*About this task*
Reproduce the entries word for word, and omit any picture you find in them.

Region pointing data
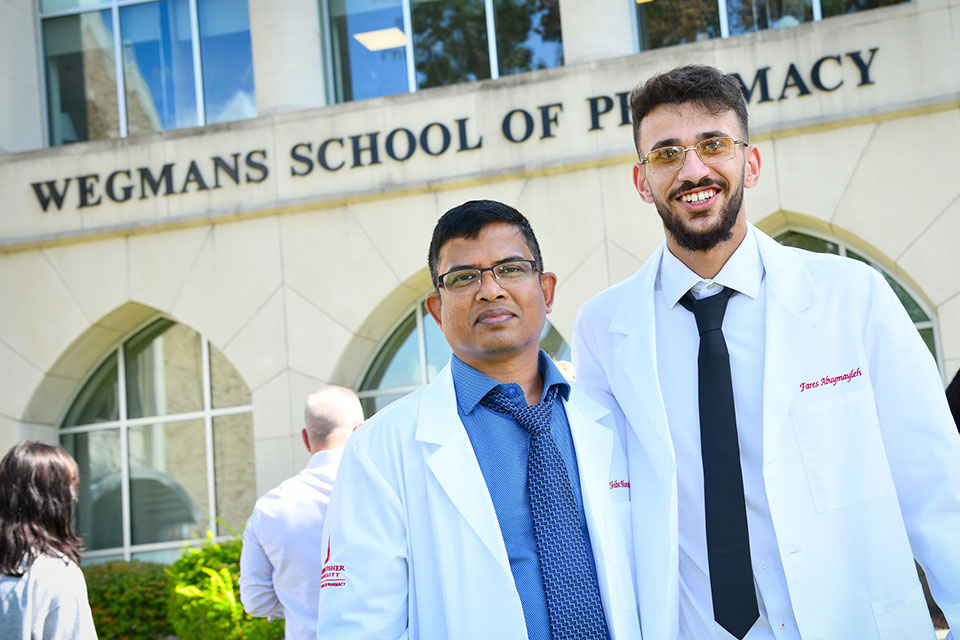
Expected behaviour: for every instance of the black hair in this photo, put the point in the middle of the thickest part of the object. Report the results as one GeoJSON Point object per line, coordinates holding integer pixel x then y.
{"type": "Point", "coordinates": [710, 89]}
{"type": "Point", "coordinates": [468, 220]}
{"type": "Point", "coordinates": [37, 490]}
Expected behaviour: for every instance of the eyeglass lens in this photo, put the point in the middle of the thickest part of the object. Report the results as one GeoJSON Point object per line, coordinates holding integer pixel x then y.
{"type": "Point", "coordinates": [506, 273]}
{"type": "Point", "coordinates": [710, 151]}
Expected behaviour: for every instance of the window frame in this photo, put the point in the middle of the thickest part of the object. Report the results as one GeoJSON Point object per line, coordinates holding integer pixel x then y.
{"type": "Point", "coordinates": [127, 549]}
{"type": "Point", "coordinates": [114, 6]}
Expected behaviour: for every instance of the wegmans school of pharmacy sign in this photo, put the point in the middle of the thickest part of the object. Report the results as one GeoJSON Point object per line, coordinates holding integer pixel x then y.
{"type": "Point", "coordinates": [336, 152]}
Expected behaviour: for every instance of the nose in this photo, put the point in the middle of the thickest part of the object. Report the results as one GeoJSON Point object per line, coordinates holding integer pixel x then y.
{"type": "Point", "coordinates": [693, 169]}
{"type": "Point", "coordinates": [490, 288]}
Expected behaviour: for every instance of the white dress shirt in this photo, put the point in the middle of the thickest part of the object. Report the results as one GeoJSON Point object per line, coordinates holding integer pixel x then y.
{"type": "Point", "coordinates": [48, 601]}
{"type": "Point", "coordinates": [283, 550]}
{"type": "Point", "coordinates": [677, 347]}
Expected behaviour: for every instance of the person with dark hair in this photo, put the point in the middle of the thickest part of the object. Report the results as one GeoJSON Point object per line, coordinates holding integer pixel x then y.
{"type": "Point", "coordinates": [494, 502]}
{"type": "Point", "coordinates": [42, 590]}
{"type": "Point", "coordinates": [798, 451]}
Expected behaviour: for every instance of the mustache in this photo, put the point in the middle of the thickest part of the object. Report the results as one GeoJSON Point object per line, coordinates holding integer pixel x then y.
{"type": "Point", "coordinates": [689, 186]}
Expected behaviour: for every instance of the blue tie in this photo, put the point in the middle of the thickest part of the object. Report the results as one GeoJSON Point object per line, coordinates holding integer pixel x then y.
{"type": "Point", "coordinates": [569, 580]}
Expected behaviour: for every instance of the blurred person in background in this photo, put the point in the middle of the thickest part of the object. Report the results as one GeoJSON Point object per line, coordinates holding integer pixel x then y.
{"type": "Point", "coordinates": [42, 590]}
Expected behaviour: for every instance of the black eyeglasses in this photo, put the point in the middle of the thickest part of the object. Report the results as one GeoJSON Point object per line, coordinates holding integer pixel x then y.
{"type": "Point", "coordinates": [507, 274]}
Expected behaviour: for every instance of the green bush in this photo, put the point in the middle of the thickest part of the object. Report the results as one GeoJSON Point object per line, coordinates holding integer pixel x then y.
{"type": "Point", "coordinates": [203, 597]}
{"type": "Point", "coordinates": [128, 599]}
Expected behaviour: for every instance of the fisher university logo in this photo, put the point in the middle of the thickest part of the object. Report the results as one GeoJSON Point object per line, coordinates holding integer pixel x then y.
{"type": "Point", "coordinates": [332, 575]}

*Finished exercise*
Expected behaviour: for every instance of the black hair in this photo, put the point in the middle of the thickest part of the object. Report the results as one GeoJSON Point object per line, coordinates holding integer pixel x then y.
{"type": "Point", "coordinates": [710, 89]}
{"type": "Point", "coordinates": [468, 220]}
{"type": "Point", "coordinates": [37, 490]}
Expected behaviour: for every instance of the eyeglass lens in this photo, put the point in the middle of the thickest part of the object. Report the results as one GeoJSON Point object per line, coordinates holding integer pixel x then y.
{"type": "Point", "coordinates": [506, 273]}
{"type": "Point", "coordinates": [710, 151]}
Expected behaviour: for every instance of the window frame in this photo, put the point in the middle of the thickest part of the object. Report the results as one GeoJSON Point object per line, coordinates holding integer pixel x then y.
{"type": "Point", "coordinates": [127, 549]}
{"type": "Point", "coordinates": [114, 6]}
Expected behaviour: for every instance of the wegmans school of pharmacy sign in this photo, put the point in the middle of the thickest part of the object. Report the results as one GeoJSON Point object per line, coordinates holding integer pixel x then y.
{"type": "Point", "coordinates": [336, 152]}
Expected behaviour: for every instance of the nose in this photo, put the point in the middle of the thickest part of the object. Report the results as one GeoJSON Point object per line, coordinates holding integer pixel x then y.
{"type": "Point", "coordinates": [693, 169]}
{"type": "Point", "coordinates": [490, 288]}
Expected behaviour: for every instance of the white dress shirt in this photo, put the point in the middle of the thickest part of the object. Report the results as one GeoJSON Point object per line, coordinates holding integer pixel x then y.
{"type": "Point", "coordinates": [48, 601]}
{"type": "Point", "coordinates": [283, 550]}
{"type": "Point", "coordinates": [677, 347]}
Expected behaviour: for every instance of the person with dark hair in this photo, put the point in the middle of the thickest part of the object. Report the results as one GeoJSON Point object per line, coordinates holding integer pixel x then y.
{"type": "Point", "coordinates": [494, 502]}
{"type": "Point", "coordinates": [42, 590]}
{"type": "Point", "coordinates": [798, 451]}
Expected behaviour: for every instance of the mustache in this photo, put the point in the middle of the thickest part of the object. Report the results as one GeoJSON Point object per line, coordinates holding integer pixel x then y.
{"type": "Point", "coordinates": [689, 186]}
Expected behaviour: for every instance of the blue tie in this photo, put the point in the middle of the thickest part of the object. Report the results as one GeoJSON Point object per line, coordinates holding integer pixel x then y.
{"type": "Point", "coordinates": [569, 580]}
Expected behaviour: for every instance of the blurred person in background in this photo, put the point in the middle of the thickest part of the object. Report the results as one GeoJSON Point object per line, coordinates holding integer pixel x then y.
{"type": "Point", "coordinates": [42, 590]}
Expected behaviour: for every instance of the black eyeglasses in this photo, put the point in the middle of the thickest part of the object. Report the results as one GeoJSON Point object per line, coordinates holding integer pixel x then y.
{"type": "Point", "coordinates": [507, 274]}
Expected behaviour: for every instance of the green bush in this photo, put the point in the middle of the thickest part of the object. Report the results as one GeoJSON Point object per line, coordinates holding integer pixel x then y.
{"type": "Point", "coordinates": [203, 597]}
{"type": "Point", "coordinates": [128, 599]}
Expected behaviour: for every instance of the fisher university logo in this photo, put the point in the middle of the thickest part of the object. Report the results as one GeoJSON Point object per line, coordinates holding integer pixel x then y.
{"type": "Point", "coordinates": [332, 575]}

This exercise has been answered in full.